_OBJECTIF 1_
Répondez à ces questions à partir de l'extrait sur l'investissement au Québec :
(a) En 2019, de combien le Québec était-il en retard sur l'Ontario, par emploi privé, pour les investissements en technologies de l'information et des communications ?
(b) Quelles nouvelles entreprises Québec veut-il attirer ?
(c) Depuis quelle année le gouvernement caquiste a-t-il lancé des programmes comme le C3i ?
_OBJECTIF 2_
Recopiez sans rien changer le passage de l'extrait sur l'investissement au Québec qui commence à « Les documents budgétaires » et se termine à « et des communications. ».
_OBJECTIF 3_
D'après l'extrait sur l'investissement au Québec, dans quel but le gouvernement caquiste a-t-il mis en place l'amortissement accéléré et le crédit d'impôt C3i ? Répondez en une à trois phrases.

#### EXTRAIT DE PAGE

Les documents budgétaires soutiennent qu’en 2019, le niveau d’investissement en machines et matériel au Québec accusait un retard de 26% par emploi privé par rapport à l’Ontario, alors que ce retard était de 44% pour les investissements en technologies de l’information et des communications.

Selon la CAQ, pour redresser la situation, les entreprises québécoises devront accroître leurs investissements non résidentiels, intensifier leur présence sur les marchés d’exportations et améliorer leur performance en matière d’innovation et de commercialisation de propriétés intellectuelles. Québec souhaite aussi attirer de nouvelles entreprises qui commercialisent de nouvelles idées.

Le gouvernement caquiste rappelle que depuis 2018, il a mis en place des programmes comme l’amortissement accéléré des investissements des entreprises et le crédit d’impôt à l’investissement et à l’innovation (C3i) pour stimuler la productivité des entreprises.

########
#### DONNÉES ENREGISTRÉES

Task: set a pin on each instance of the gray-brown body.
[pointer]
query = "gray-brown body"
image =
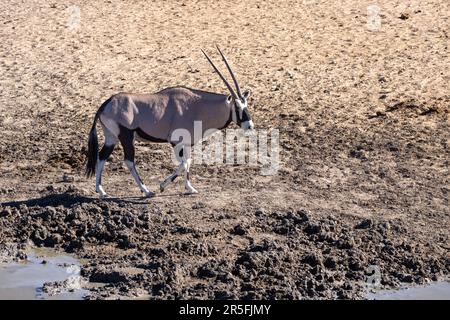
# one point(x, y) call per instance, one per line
point(159, 114)
point(177, 115)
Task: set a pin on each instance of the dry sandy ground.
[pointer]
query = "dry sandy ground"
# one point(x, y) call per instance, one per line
point(364, 134)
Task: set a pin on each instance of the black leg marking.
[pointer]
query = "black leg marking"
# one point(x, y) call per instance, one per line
point(126, 138)
point(104, 155)
point(106, 152)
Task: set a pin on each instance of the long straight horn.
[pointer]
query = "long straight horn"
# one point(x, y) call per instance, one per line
point(230, 88)
point(231, 72)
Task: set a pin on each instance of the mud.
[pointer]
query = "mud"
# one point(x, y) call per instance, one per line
point(142, 249)
point(364, 145)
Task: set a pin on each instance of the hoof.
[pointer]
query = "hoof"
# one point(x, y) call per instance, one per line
point(149, 194)
point(191, 191)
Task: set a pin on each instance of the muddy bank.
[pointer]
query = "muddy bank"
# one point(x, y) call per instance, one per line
point(138, 249)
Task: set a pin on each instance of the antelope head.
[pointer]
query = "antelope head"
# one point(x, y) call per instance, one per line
point(237, 99)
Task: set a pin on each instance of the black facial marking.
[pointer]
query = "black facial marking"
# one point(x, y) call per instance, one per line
point(245, 115)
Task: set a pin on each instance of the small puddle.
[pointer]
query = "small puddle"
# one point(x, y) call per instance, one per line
point(434, 291)
point(25, 279)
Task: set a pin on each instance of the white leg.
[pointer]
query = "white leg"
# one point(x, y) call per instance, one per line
point(171, 178)
point(187, 185)
point(138, 179)
point(98, 177)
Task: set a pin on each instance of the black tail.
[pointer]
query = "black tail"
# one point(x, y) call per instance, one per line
point(92, 153)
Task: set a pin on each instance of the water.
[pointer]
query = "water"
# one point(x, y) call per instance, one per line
point(24, 280)
point(434, 291)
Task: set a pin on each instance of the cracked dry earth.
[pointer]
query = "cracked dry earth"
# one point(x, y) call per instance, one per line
point(364, 145)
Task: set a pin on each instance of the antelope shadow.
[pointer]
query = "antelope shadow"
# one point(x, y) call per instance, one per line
point(68, 200)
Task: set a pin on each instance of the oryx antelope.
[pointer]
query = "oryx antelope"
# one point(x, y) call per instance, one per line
point(154, 117)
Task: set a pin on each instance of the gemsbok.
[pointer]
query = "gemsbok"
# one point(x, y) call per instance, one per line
point(155, 117)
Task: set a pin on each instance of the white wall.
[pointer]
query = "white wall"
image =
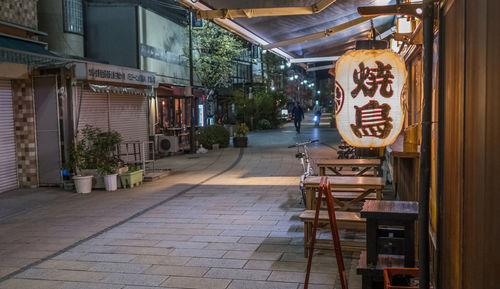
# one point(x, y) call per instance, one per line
point(161, 48)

########

_RÉSULTAT FINAL 1_
(a) 44 %
(b) Des entreprises qui commercialisent de nouvelles idées
(c) 2018

_RÉSULTAT FINAL 2_
Les documents budgétaires soutiennent qu’en 2019, le niveau d’investissement en machines et matériel au Québec accusait un retard de 26% par emploi privé par rapport à l’Ontario, alors que ce retard était de 44% pour les investissements en technologies de l’information et des communications.

_RÉSULTAT FINAL 3_
Le gouvernement caquiste a mis en place ces programmes pour stimuler la productivité des entreprises.